**Material for the task**
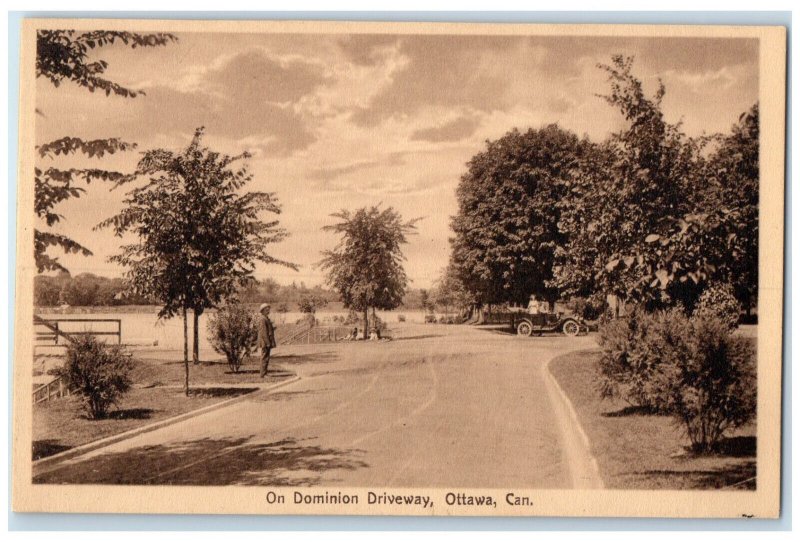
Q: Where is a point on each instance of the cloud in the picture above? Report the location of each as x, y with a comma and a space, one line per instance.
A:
334, 172
455, 130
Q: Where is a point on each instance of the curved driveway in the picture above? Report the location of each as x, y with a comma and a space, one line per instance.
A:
439, 406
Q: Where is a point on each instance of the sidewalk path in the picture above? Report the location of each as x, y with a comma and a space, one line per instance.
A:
441, 406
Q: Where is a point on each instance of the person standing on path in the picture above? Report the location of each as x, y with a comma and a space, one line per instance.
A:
266, 337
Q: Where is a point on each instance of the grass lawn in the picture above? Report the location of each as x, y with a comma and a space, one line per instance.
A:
154, 368
61, 424
642, 451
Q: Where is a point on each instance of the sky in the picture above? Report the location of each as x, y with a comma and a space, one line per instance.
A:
343, 121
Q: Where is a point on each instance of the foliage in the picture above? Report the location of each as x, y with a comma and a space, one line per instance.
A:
366, 267
647, 219
425, 301
506, 229
310, 303
719, 301
450, 291
64, 55
84, 290
693, 369
735, 166
588, 308
199, 236
232, 332
714, 387
629, 365
99, 373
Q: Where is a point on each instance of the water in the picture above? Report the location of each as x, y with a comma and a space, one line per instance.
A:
146, 329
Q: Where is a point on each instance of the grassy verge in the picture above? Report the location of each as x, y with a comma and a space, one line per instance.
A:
166, 369
61, 424
643, 451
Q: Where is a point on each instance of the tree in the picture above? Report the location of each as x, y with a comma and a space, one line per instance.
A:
199, 237
233, 332
425, 300
366, 267
63, 55
736, 166
309, 304
645, 220
506, 229
450, 291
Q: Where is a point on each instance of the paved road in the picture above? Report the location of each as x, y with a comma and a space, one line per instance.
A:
440, 406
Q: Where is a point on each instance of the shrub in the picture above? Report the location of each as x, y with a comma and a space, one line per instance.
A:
693, 369
588, 308
715, 385
232, 332
719, 301
636, 352
99, 373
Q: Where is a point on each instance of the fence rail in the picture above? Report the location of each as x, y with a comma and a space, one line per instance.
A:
54, 331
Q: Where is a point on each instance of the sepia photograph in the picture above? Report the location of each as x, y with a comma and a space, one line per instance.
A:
399, 269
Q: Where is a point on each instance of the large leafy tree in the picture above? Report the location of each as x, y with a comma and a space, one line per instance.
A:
366, 267
450, 291
506, 229
199, 235
67, 55
735, 165
647, 219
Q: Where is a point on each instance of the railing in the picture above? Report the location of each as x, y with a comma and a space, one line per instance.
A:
57, 387
54, 388
323, 334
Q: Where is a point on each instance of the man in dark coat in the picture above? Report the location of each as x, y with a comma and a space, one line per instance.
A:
266, 337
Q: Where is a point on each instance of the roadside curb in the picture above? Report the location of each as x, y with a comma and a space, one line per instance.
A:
598, 482
47, 464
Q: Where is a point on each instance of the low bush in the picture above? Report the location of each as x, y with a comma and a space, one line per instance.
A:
714, 387
636, 352
99, 373
719, 301
232, 332
694, 369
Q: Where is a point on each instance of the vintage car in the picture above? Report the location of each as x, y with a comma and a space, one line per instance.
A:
536, 324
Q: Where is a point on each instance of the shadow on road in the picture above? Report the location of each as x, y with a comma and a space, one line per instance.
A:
738, 476
312, 357
416, 337
47, 447
210, 462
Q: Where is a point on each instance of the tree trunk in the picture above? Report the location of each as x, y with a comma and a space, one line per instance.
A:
196, 340
186, 352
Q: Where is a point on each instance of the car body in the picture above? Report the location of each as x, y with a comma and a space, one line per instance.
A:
536, 324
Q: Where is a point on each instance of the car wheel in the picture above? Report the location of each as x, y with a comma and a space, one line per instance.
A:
571, 328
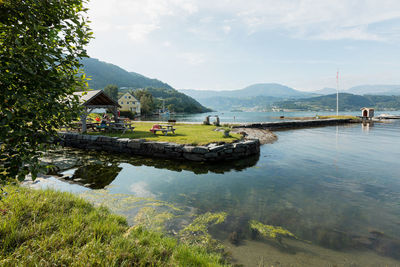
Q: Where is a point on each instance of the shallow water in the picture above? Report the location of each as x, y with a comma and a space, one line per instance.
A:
336, 188
231, 117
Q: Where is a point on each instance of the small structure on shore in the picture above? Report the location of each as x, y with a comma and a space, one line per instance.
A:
367, 113
207, 120
128, 102
91, 100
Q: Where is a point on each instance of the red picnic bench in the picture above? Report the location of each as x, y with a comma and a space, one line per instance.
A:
164, 128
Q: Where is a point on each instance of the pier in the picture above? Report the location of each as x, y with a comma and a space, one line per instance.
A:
282, 125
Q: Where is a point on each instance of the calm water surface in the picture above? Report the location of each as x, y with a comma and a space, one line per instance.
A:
228, 116
336, 188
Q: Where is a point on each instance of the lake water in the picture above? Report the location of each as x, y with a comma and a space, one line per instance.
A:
336, 188
228, 116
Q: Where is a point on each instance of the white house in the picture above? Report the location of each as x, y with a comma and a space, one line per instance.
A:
129, 103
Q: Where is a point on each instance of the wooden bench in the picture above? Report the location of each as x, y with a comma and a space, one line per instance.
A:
165, 129
121, 126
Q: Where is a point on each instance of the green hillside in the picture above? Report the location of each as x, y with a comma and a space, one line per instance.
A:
347, 102
103, 74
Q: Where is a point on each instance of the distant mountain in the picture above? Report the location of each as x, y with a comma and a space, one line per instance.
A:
325, 91
347, 102
375, 90
254, 97
261, 89
103, 74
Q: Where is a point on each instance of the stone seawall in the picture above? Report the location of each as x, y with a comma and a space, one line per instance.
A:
211, 152
281, 125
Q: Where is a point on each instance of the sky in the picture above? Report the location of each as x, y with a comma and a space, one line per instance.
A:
230, 44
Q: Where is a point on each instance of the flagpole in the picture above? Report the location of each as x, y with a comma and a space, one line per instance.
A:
337, 93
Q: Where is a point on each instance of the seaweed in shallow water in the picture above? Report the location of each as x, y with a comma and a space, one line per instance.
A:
270, 231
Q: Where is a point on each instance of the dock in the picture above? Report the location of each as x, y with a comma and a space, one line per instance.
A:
283, 125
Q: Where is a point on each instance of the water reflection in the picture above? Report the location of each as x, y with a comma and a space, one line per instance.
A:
97, 170
337, 187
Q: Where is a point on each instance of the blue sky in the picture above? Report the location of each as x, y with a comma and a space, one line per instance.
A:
230, 44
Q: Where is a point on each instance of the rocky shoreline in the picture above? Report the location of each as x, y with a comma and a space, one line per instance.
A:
210, 153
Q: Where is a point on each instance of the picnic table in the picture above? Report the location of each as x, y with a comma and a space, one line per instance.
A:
121, 126
164, 128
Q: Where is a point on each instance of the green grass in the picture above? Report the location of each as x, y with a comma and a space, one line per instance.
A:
45, 227
196, 134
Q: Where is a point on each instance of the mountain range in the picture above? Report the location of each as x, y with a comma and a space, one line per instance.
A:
102, 74
347, 102
260, 96
263, 96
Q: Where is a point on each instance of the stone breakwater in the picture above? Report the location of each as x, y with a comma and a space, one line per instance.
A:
281, 125
211, 152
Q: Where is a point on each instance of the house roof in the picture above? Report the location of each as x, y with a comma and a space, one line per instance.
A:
96, 98
135, 99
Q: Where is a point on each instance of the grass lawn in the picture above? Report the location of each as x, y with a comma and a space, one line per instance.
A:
49, 228
196, 134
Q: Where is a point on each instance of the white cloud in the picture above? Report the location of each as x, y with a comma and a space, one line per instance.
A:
305, 19
193, 58
139, 32
226, 29
138, 18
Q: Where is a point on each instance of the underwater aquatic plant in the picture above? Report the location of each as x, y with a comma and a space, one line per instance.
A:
270, 231
197, 231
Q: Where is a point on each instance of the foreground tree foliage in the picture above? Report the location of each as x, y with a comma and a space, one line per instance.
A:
40, 46
112, 91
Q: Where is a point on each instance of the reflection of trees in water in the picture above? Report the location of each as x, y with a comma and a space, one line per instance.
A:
98, 169
96, 176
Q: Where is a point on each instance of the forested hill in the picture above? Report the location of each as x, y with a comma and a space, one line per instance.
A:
347, 102
103, 74
176, 101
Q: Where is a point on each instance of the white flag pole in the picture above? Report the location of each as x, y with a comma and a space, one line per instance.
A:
337, 93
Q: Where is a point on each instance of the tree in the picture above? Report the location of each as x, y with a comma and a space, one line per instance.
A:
146, 100
112, 91
41, 43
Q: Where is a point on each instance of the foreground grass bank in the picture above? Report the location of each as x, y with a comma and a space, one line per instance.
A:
46, 228
196, 134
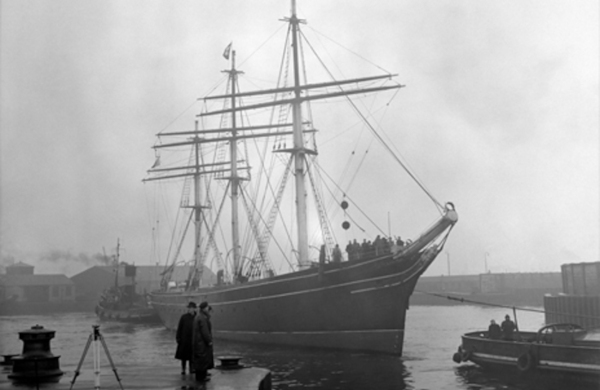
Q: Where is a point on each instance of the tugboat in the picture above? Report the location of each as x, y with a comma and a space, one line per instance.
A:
121, 302
564, 349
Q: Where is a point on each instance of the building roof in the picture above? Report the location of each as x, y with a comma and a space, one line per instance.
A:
35, 280
20, 264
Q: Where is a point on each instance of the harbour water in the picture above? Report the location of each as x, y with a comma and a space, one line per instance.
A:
433, 335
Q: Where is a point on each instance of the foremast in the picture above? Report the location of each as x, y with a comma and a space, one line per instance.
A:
299, 151
234, 178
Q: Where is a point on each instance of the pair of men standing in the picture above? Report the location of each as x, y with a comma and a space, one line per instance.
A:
194, 341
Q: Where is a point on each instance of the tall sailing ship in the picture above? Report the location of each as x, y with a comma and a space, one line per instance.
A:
331, 294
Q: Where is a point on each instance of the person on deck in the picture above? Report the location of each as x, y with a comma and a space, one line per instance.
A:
202, 343
494, 331
184, 337
508, 328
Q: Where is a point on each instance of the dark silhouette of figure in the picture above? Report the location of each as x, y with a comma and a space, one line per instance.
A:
322, 255
202, 343
337, 254
494, 331
508, 328
184, 337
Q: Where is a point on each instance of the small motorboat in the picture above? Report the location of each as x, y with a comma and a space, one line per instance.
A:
565, 349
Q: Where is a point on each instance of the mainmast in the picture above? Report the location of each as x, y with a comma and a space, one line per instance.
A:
234, 179
299, 150
197, 215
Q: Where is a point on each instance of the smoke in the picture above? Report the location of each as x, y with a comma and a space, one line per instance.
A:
60, 256
54, 261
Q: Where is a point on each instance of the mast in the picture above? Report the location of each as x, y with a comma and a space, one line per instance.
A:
234, 179
197, 213
299, 153
117, 266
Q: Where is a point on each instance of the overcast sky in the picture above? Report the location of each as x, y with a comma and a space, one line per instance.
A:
500, 115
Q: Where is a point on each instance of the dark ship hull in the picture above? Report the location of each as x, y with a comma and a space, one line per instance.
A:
354, 305
133, 315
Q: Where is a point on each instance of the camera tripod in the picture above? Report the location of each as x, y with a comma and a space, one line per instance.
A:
95, 339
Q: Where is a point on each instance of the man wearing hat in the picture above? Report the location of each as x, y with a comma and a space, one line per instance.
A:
508, 327
184, 337
202, 342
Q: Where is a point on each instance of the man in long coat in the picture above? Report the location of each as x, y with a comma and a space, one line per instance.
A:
202, 343
184, 337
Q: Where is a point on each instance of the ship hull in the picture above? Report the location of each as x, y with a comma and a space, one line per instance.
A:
359, 306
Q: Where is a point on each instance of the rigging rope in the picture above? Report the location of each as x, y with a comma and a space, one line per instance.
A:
377, 136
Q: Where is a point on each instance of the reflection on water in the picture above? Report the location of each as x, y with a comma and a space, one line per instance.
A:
433, 335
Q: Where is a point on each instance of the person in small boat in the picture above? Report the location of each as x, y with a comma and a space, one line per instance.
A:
337, 254
183, 337
494, 331
508, 328
322, 255
202, 343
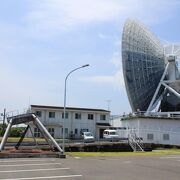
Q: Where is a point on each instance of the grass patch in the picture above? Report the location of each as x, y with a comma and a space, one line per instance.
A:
153, 153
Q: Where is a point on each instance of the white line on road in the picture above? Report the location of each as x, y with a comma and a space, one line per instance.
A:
31, 170
170, 157
46, 177
43, 164
23, 160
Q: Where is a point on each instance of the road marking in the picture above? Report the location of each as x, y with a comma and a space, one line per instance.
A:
170, 157
127, 162
17, 160
11, 165
29, 170
77, 157
46, 177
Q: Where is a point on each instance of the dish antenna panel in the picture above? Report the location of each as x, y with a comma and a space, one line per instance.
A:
150, 70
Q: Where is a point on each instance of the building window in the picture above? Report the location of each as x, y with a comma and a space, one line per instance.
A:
38, 113
103, 117
51, 114
150, 136
76, 131
65, 116
66, 130
166, 137
37, 132
90, 116
83, 130
51, 131
77, 115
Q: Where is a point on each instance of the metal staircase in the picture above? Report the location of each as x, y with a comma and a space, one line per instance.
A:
27, 118
135, 142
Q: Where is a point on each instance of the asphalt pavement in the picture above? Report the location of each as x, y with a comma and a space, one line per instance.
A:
92, 168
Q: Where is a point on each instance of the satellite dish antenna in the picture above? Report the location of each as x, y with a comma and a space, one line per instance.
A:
150, 70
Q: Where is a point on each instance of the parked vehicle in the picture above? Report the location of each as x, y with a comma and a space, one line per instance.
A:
88, 137
111, 135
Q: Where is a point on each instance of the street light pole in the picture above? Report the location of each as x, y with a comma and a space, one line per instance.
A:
63, 147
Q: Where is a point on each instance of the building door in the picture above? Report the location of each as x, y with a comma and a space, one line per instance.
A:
101, 133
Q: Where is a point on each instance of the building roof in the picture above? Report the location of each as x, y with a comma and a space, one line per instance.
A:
68, 108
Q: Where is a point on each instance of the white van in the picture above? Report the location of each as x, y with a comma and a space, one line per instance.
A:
111, 135
88, 137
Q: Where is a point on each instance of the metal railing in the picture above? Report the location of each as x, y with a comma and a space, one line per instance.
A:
135, 142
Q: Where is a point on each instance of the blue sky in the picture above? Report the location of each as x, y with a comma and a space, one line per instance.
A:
42, 40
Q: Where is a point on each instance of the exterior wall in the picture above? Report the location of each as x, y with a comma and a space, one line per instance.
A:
152, 130
71, 123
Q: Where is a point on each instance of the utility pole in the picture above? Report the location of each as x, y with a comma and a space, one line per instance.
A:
108, 103
4, 118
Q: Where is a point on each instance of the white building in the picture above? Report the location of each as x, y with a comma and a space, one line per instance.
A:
157, 129
76, 121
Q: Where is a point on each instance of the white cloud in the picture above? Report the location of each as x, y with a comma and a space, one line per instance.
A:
52, 16
115, 80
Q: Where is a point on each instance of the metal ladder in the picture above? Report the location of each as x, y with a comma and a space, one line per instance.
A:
135, 142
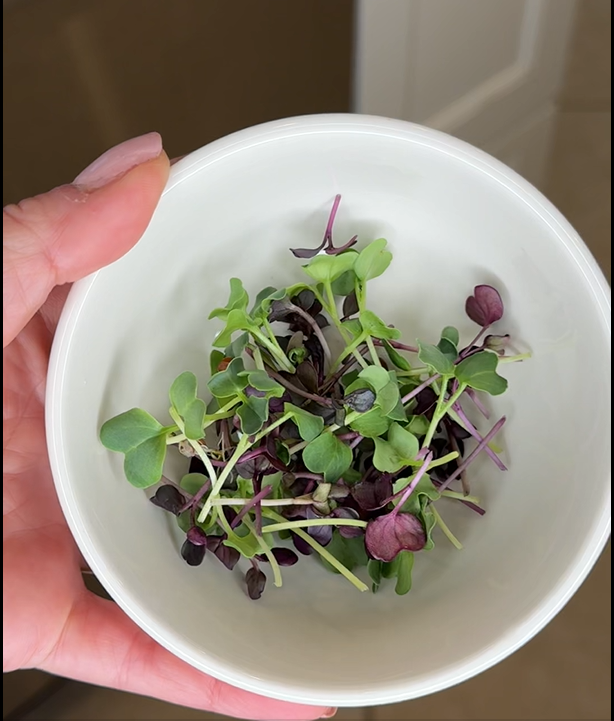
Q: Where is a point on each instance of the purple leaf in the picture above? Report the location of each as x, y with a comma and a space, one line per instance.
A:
192, 554
371, 495
485, 306
256, 581
197, 536
170, 499
388, 535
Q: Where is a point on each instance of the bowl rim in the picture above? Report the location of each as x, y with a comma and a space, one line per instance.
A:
400, 690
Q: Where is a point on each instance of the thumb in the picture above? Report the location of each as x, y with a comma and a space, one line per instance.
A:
64, 235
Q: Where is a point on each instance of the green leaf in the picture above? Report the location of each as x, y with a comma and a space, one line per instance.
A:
253, 412
193, 482
236, 320
238, 300
397, 452
451, 334
227, 383
184, 400
396, 358
375, 327
404, 564
424, 490
344, 284
143, 463
373, 260
215, 358
348, 551
327, 268
128, 430
238, 345
248, 545
432, 357
328, 455
418, 425
309, 426
371, 424
479, 371
261, 381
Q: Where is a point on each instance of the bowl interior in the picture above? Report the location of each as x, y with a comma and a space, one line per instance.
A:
453, 218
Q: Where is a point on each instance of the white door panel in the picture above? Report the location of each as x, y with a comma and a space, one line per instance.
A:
487, 71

**Problem statement**
How many lines of the listing above contain the string "stone"? Only the number is wanted.

**Finished task**
2